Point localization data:
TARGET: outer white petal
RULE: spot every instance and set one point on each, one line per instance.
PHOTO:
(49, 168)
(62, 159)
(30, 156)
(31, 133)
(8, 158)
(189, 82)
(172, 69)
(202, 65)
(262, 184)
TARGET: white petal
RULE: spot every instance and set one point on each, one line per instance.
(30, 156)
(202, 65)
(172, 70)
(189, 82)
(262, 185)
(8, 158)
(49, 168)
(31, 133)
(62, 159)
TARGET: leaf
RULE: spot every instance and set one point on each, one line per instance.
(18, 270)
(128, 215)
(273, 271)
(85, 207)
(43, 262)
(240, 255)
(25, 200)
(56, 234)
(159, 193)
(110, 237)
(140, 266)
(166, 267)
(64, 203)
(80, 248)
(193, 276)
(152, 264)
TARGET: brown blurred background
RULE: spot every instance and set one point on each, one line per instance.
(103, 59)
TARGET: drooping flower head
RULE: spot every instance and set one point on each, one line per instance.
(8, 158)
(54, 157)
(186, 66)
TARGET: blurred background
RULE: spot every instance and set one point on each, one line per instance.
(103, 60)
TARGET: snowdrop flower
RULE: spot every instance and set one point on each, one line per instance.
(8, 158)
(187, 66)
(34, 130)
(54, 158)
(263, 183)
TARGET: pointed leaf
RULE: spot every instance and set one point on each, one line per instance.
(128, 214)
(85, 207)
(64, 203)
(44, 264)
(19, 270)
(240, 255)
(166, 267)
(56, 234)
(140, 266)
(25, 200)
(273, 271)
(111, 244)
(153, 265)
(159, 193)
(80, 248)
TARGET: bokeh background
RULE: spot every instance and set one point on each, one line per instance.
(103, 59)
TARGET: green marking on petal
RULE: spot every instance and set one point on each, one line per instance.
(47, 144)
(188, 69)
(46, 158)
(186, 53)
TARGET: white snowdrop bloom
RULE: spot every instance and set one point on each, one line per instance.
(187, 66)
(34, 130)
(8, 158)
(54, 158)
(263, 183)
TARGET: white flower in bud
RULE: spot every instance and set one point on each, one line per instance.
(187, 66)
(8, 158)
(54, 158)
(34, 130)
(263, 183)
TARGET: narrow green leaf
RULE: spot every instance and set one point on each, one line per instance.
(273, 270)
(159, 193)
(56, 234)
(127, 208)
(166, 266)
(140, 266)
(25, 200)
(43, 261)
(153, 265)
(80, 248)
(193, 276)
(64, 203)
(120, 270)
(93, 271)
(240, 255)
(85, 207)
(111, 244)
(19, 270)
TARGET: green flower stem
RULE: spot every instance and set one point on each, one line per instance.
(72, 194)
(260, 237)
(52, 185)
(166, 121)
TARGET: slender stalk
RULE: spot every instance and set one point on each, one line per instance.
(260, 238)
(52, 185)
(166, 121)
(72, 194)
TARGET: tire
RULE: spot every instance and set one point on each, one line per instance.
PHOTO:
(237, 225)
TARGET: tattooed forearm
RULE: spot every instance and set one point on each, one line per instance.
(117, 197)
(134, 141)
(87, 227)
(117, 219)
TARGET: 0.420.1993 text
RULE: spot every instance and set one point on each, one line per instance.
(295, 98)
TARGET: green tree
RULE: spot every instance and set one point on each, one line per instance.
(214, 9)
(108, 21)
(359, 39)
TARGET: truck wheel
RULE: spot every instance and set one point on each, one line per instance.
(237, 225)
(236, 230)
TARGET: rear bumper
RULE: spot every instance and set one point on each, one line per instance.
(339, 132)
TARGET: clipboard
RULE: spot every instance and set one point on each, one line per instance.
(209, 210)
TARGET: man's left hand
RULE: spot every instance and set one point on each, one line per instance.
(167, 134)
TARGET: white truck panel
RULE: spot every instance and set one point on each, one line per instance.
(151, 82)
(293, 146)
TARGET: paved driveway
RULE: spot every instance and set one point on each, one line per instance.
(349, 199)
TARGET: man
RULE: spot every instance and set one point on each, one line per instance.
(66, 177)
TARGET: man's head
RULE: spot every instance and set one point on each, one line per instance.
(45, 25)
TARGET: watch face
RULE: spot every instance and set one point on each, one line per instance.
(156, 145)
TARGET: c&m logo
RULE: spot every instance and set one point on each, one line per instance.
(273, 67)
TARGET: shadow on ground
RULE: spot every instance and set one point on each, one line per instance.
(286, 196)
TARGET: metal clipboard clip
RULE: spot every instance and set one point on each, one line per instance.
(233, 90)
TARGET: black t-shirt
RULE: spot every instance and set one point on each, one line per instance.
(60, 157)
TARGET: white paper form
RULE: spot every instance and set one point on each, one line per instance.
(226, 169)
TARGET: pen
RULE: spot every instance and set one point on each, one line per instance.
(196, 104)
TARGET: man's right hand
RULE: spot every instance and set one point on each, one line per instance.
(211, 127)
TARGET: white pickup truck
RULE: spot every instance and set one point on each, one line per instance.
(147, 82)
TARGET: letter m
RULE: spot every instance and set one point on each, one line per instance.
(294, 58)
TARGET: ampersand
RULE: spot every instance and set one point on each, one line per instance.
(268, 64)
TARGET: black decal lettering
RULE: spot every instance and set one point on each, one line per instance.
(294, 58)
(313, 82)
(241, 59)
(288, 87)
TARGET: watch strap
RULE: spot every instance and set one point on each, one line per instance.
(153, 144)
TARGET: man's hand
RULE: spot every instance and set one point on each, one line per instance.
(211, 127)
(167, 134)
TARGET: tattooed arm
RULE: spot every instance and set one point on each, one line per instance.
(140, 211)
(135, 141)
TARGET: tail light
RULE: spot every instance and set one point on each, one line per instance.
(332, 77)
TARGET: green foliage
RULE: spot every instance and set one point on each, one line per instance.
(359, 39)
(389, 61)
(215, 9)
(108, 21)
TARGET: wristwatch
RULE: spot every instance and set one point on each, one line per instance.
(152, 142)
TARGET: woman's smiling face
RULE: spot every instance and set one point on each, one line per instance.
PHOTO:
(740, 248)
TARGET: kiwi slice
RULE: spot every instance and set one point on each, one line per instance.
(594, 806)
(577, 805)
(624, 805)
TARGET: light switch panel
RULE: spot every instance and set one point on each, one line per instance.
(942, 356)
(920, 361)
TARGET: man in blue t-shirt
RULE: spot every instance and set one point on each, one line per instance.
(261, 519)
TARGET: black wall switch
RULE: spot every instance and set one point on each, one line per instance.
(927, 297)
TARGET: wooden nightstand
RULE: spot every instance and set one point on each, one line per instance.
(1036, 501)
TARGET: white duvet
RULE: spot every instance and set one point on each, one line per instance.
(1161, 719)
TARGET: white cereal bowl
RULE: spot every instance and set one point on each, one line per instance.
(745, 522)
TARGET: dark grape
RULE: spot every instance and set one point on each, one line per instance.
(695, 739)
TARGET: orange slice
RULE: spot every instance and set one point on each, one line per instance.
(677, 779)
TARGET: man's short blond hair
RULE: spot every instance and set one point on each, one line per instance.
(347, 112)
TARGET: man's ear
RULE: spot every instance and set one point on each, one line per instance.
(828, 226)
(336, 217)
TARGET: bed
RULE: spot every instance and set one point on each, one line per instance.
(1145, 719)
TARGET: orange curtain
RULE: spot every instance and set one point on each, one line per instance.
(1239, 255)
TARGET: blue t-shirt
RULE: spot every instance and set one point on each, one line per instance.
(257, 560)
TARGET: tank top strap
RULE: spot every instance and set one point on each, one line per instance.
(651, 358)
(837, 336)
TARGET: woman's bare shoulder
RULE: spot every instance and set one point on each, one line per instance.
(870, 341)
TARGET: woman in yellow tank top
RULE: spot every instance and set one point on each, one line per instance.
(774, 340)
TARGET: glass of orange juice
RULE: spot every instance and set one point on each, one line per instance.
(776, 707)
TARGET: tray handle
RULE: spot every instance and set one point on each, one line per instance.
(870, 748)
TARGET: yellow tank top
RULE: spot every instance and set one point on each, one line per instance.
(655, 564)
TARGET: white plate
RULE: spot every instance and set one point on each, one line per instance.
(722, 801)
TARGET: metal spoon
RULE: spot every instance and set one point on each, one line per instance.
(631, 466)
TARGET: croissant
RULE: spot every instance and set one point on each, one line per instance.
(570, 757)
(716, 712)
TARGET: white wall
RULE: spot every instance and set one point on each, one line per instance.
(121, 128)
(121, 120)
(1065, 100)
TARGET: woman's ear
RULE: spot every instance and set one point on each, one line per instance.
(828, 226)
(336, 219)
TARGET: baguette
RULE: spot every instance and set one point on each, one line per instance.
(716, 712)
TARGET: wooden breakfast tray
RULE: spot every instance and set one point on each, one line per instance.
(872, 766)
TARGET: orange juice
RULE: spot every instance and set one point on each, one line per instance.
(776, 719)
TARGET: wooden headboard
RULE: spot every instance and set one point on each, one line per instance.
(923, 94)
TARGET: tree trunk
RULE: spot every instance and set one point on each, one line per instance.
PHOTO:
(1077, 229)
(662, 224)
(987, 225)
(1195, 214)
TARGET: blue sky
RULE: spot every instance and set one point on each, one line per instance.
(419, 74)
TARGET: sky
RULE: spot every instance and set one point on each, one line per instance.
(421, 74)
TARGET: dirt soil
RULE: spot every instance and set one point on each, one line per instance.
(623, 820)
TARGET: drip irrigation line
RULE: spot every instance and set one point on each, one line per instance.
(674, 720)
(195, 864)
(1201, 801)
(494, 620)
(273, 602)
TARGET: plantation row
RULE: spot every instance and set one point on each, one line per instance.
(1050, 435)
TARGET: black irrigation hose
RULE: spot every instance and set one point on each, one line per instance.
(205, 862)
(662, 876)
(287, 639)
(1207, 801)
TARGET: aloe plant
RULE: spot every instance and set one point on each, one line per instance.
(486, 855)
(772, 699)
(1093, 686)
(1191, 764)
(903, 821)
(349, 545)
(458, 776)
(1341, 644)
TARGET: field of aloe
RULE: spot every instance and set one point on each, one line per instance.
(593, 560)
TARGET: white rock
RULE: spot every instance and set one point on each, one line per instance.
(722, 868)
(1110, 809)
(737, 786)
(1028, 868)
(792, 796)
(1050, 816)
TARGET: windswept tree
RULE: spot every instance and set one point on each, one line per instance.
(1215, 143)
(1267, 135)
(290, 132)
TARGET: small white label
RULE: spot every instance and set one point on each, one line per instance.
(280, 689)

## What is being asked
The answer must hold only the lines from the first line of the data through the line bearing "TARGET: white petal", returned exactly.

## Exercise result
TARGET: outer white petal
RULE: spot every instance and set one point on each, one line per instance.
PHOTO:
(49, 168)
(62, 159)
(30, 156)
(31, 133)
(8, 158)
(189, 82)
(172, 69)
(202, 65)
(262, 184)
TARGET: white petal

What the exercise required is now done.